Tugas Anda:
**A.** Perbarui bentangan teks tentang Wujud sebagai Ma’qulat Tsaniyah dari "Wujud dalam aliran" sampai "konsep-konsep Esensi tersebut." dengan mengganti "Esensi" menjadi "Hakikat".
**B.** Teruskan teks tentang Wujud sebagai Ma’qulat Tsaniyah mulai setelah kalimat terakhirnya.

Bacaan yang Diberikan:
^^^^^^^^^^^^^^^^
Kontrofersi Wujud Sebagai Ma’qulat Tsaniyah

Pendahuluan

Wujud dalam aliran Sadrian adalah yang Asli, yakni yang memberi efek di Realitas, bukan Mahiyah (Esensi). Dalam pembahasan baik oleh Mulla Sadra sendiri atau pemikir sekarang yang mengikutinya seperti t.M.Misbah Yazdi,selanjutnyanya Wujud dikelompokkan kedalam Ma’qulat Tsaniyah, yaitu konsep-konsep yang datang setelah konsep-konsep yang merupakan Esensi dan Wujud merupakan predikat dari konsep-konsep Esensi tersebut.

Pengelompokan Wujud sebagai Ma’qulat Tsaniyah dianggap tidak konsisten/sesuai dengan prinsip Wujud sebagi yang Asli. Seharusnya Wujud dikelompokkan kedalam Ma’qulat Awwaliyah. Diantara yang berpendapat seperti itu adalah Dr. mohsen Labib dalam disertasinya yang telah dicetak Sadra Press berjudul Pemikiran Filsafat Ayatullah M.T.Misbah Yazdi di halaman 315. Juga pendapat Kamal Haedari di bukunya Falsafah Sadr al-Mutaallihin halaman 157. Dan juga Murtaza Muthohhari di Syarh Manzumahnya Sibzawari halaman 113.
^^^^^^^^^^^^^^^^
Data yang Diberikan:
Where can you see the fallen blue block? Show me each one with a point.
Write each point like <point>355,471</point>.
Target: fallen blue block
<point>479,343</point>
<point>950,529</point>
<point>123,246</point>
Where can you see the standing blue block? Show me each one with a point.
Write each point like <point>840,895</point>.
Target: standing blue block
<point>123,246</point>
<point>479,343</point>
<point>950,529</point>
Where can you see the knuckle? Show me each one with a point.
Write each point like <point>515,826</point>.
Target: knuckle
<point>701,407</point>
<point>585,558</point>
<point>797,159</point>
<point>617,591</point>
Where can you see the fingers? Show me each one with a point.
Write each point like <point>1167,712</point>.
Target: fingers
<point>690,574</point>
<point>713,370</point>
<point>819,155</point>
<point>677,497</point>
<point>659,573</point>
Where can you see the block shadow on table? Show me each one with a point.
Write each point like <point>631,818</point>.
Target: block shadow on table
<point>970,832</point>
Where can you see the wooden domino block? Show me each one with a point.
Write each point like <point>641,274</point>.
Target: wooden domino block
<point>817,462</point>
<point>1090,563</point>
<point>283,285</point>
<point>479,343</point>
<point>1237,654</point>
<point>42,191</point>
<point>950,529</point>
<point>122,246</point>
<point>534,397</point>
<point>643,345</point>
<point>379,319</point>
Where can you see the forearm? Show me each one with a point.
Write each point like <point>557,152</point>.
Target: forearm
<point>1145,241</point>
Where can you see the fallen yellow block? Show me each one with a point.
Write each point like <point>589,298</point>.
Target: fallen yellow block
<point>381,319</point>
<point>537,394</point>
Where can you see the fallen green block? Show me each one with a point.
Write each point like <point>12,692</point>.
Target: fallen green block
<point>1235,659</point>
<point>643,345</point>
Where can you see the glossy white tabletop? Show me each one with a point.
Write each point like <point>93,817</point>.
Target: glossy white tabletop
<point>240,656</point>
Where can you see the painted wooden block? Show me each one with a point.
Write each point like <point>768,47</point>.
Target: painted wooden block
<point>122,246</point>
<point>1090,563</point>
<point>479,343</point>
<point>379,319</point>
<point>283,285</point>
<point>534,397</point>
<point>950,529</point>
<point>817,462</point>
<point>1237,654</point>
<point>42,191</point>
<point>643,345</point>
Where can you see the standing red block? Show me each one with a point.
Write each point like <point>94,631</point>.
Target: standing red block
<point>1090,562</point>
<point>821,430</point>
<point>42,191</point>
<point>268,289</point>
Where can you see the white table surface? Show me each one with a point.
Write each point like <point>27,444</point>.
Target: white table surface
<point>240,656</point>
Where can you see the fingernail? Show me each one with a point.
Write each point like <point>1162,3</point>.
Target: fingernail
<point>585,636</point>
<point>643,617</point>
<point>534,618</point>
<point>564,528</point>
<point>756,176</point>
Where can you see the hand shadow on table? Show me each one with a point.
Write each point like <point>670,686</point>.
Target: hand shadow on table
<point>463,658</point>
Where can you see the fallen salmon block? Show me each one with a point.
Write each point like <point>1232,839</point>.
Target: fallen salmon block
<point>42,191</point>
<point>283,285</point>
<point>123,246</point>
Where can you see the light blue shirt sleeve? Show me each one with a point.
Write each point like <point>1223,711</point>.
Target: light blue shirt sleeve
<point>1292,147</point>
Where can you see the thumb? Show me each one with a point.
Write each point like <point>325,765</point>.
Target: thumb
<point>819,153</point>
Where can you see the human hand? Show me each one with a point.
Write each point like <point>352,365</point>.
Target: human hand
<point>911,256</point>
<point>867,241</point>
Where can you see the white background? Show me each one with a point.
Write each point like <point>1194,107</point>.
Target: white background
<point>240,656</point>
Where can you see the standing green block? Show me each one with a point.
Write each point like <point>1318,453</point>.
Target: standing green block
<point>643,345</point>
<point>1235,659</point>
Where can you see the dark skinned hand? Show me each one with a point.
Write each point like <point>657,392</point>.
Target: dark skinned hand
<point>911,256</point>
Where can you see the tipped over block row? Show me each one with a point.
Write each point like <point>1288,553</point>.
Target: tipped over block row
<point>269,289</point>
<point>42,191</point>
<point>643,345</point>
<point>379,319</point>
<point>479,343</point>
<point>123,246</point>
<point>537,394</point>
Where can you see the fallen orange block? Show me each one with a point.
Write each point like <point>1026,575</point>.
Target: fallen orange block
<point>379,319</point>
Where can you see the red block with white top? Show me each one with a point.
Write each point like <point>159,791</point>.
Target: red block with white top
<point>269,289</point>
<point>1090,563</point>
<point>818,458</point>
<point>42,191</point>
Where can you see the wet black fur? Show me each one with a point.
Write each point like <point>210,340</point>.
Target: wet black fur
^^^^^^^^^^^^^^^^
Kumpulan Jawaban:
**A.**
Wujud dalam aliran Sadrian adalah yang Asli, yakni yang memberi efek di Realitas, bukan Mahiyah (Hakikat). Dalam pembahasan baik oleh Mulla Sadra sendiri atau pemikir sekarang yang mengikutinya seperti t.M.Misbah Yazdi,selanjutnyanya Wujud dikelompokkan kedalam Ma’qulat Tsaniyah, yaitu konsep-konsep yang datang setelah konsep-konsep yang merupakan Hakikat dan Wujud merupakan predikat dari konsep-konsep Hakikat tersebut.

**B.**
Perlu diingat bahwa Kamal Haedari dalam bukunya yang lain, Durus fi al Hikmah Muta’aliyah syarh Bidayat juz 2 halaman 132 mengatakan kekonsistenan Wujud yg Asli dan sbg Ma’qul Tsani karena ke-2-nya dilihat dari sisi yang berbeda.

Alasan penolakan yang mudah dipahami dijelaskan oleh Kamal Haedari di buku Falsafah Sadr al Mutaallihin, yaitu:

Prinsip Wujud sebagai yang Asli menetapkan bahwa yang nyata diluar adalah Wujud, jadi hal pertama yang diambil oleh manusia dari Realitas adalah Wujud, juga karena Esensi adalah hanya abstraksi dari Wujud oleh Akal.

Alasan selanjutnya dimungkin menurut kami: Dan alat pertama penghubung manusia dan Realitas adalah Panca Indra atau Indra Batin, bukan Akal jadi Esensi yang menggunakan akal sebagai alatnya tidak bisa langsung masuk ke Manusia. Karena itu Wujud sebagai yang Asli mengharuskan Hal pertama yang diketahui manusia dr Realitas adalah Wujud, yakni Wujud sebagai Ma’qulta Awwaliyah dan Mahiyah sebagai Ma’qulat Tsaniyah.

Analisis Masalah

Wujud sebagai yang Asli sebenarnya tidak berkaitan secara langsung dengan Ma’qulat Tsaniyah. Beberapa penjelasan diantaranya di:

– M.T.Misbah Yazdi dalam Ta’liq-nya atas Nihayat al-Hikmah di pembahasan Asolat al Wujud tentang makna Wujud menyatakan bahwa Wujud yang berarti Ma’qul Tsani keluar dari pembahasan Asolat al Wujud.

– Mulla Sadra di Masya’ir bahwa Wujud yang Asli adalah Hakikat atau Realitas yang diceritakan, bukan yang makna mental yang bagian dari Ma’qulat (Konsep).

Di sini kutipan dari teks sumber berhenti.